_Your task_
Copy the stretch of the asteroid text from "The orbit distribution" through "inclinations below 30°.", word for word.

_Selected excerpt_
○ ○ ○ ○ ○ ○ ○
Asteroids are remnants of the protoplanetary disc in a region where gravitational perturbations by Jupiter prevented the accretion of planetesimals into planets.
The orbit distribution of asteroids is controlled by Jupiter. The greatest concentration of asteroids (main-belt asteroids) have semimajor axes between at 2.06 and 3.27 AU where the strong 4:1 and 2:1 orbital resonances with Jupiter (Kirkwood gaps) lie. Their orbits have eccentricities less than 0.33 and inclinations below 30°.
At Jupiter distance are the three specific dynamic groups of asteroids. The Trojans share the orbit of Jupiter. They are divided into the Greeks at L4 (ahead of Jupiter) and the Trojans at L5 (trailing Jupiter). The Hilda asteroids are a dynamical group beyond the asteroid belt but within Jupiter's orbit, in a 3:2 orbital resonance with Jupiter.
Inside the asteroid belt are Earth-crossing asteroids, that have orbits that pass close to that of Earth.
Sizes of asteroids range from the large dwarf planet Ceres at ~1000 km diameter down to m-sized objects, below which they are called meteoroids or dust. The size distribution of asteroids smaller than ~100 km in size follows the steady state collisional fragmentation distribution of Dohnanyi.
○ ○ ○ ○ ○ ○ ○
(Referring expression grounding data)
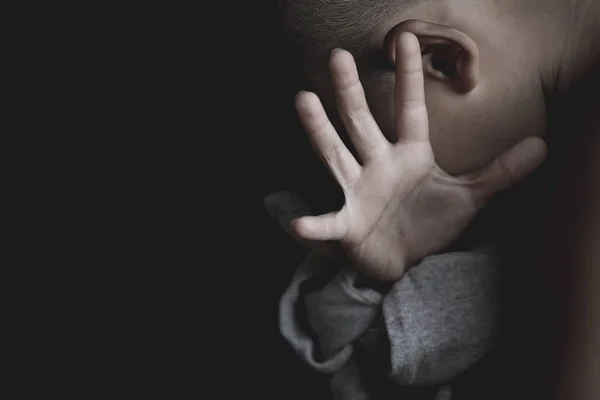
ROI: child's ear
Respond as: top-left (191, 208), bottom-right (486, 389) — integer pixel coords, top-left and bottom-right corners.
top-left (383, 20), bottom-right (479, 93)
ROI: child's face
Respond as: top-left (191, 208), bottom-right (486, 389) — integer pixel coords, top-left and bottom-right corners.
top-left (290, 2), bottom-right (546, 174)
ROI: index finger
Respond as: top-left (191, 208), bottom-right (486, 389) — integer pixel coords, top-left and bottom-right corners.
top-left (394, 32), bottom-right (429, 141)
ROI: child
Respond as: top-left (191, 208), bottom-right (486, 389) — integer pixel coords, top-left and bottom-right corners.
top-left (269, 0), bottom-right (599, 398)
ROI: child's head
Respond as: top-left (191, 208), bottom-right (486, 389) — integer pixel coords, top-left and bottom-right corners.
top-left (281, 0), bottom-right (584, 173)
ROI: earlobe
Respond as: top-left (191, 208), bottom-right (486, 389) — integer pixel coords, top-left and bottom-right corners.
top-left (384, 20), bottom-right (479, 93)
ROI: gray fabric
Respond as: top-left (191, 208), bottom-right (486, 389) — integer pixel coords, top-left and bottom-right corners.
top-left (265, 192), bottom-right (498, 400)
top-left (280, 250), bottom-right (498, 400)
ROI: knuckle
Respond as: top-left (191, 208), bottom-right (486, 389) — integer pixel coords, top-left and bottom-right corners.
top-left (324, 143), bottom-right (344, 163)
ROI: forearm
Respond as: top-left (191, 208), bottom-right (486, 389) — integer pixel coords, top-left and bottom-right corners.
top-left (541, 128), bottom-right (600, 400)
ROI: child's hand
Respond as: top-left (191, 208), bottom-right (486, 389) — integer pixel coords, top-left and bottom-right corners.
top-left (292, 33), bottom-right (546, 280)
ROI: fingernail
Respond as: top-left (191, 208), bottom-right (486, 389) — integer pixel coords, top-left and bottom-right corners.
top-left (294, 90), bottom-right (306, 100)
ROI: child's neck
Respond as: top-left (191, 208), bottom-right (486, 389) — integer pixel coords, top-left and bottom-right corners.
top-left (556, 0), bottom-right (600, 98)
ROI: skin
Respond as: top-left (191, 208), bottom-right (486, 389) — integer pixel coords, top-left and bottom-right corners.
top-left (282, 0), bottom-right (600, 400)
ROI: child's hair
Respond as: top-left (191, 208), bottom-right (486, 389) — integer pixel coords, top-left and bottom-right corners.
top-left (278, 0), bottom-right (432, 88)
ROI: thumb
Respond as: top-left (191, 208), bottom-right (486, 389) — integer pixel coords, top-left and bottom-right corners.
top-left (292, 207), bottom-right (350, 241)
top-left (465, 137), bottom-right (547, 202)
○ ○ ○ ○ ○ ○ ○
_Task output_
The orbit distribution of asteroids is controlled by Jupiter. The greatest concentration of asteroids (main-belt asteroids) have semimajor axes between at 2.06 and 3.27 AU where the strong 4:1 and 2:1 orbital resonances with Jupiter (Kirkwood gaps) lie. Their orbits have eccentricities less than 0.33 and inclinations below 30°.